That went more smoothly, and worked on the first try.

So I had successfully completed what I set out to do with Paperclip as stated above. Now, onward, to Carrierwave.

Carrierwave

As before with Paperclip, the github documentation itself is where we start. It becomes clearly quickly that the two gems have a very different functionality but are also both currently maintained with a strong community that creates useful help like the documentation section.

The Carrierwave documentation, like paperclip, is quite thorough. I’m beginning to get the feeling, assuming I can follow the set up process for it properly, that Carrierwave might be the better option, though I should explore a few more outlets for investigation.

While RubyThursday does not have any information on working with Carrier, GoRails does have an interesting tutorial. Not only does it teach you how to get started with Carrierwave, the first half of the video goes through the process of setting up manual file upload (and no image manipulation) with Rails as a sort of demonstration why you should use a gem like Carrierwave (or Paperclip). The convolutions of setting up even one file upload with out any manipulation just make it clear that if you want to have a lot of photos uploaded, you should definitely use a gem. It’s helpful though to see the basics sometimes to get an idea what processes the gem is doing for you. The rest of the video goes through the real basics of adding Carrierwave to your application. There’s no processing involved, just the basic steps of creating an uploader and mounting it. While not more informative than the documentation, it was still helpful as I understood the actions taken in the video.

From GoRails, I went to the ever helpful (if no longer maintained sadly) Railscasts which has quite a few videos that deal with Carrierwave, directly or indirectly, but for now I want to focus directly on setting up Carrierwave. Though much older than the GoRails video, this video was also helpful in reinforcing the basic set up, while also giving a little insight on resizing.

At this point, I’m further moved towards Carrierwave over Paperclip due to the encapsulation used in Carrierwave via the uploader class. From the videos I watched so far, this standard OOP set up in Carrierwave makes things cleaner and easier to work with if you want to make changes or add different processing methods to different model uploads. Additionally, from the little I’ve seen, Carrierwave does seem easier to work with with cloud uploads if such a thing ever becomes relevant, but first, I had to work on the basics of setting it up.

As above with Paperclip, I’m narrowly focused on just getting started with Carrierwave, and not the broader concepts of testing or integration that I’ll deal with later on when I pick my uploader, and, as above, the first step is the tinyapp, that I will call carrierwave. The basic scaffold will be set up and then I’ll run through the steps provided by the documentation and video to set up the basic Carrierwave functionality.

:: Records excerpted from a collection ::
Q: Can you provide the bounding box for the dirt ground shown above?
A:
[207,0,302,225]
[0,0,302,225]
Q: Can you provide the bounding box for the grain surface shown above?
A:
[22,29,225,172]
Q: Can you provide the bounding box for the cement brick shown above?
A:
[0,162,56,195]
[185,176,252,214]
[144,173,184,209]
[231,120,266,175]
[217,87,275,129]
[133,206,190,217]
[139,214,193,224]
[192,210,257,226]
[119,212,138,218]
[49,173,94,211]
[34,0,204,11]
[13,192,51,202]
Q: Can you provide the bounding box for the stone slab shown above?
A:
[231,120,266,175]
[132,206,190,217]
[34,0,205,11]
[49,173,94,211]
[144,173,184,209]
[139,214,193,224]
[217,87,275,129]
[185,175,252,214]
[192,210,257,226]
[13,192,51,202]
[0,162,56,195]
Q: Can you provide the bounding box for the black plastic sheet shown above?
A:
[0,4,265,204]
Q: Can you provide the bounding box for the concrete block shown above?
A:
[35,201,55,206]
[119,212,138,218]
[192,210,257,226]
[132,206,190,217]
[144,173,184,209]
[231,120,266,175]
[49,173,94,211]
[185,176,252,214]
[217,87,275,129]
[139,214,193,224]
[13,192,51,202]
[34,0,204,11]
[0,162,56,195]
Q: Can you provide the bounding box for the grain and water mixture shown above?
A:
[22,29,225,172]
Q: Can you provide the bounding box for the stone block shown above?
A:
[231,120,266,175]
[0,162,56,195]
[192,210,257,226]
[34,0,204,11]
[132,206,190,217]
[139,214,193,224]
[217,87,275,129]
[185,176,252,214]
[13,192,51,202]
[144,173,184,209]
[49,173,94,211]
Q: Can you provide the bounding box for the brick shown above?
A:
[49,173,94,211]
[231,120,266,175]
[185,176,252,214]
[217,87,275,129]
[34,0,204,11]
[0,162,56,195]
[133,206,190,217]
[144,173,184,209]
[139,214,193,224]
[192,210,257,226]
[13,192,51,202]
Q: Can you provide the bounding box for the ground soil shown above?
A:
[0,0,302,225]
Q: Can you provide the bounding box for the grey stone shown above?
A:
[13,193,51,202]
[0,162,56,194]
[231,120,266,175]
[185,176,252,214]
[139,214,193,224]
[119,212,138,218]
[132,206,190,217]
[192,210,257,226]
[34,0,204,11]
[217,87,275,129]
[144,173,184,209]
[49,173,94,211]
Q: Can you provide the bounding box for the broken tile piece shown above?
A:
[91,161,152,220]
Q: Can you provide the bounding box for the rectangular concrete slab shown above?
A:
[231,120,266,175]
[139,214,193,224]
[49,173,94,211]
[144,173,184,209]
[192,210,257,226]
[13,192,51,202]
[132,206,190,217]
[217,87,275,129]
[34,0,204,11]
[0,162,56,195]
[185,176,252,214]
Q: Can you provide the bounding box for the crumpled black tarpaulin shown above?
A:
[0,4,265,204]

:: Short problem ::
In the Carrierwave text above, condense the paragraph beginning "At this point, I'm further moved towards Carrierwave" into a bulleted list that retains its main facts.

:: Written solution ::
- I now lean further toward Carrierwave than Paperclip because Carrierwave encapsulates its logic in an uploader class.
- Judging from the videos watched so far, this standard OOP setup keeps things cleaner and easier to work with when making changes or adding different processing methods to different model uploads.
- From the little seen so far, Carrierwave also seems easier to use for cloud uploads, should they ever become relevant.
- The first step, however, was to work on the basics of setting it up.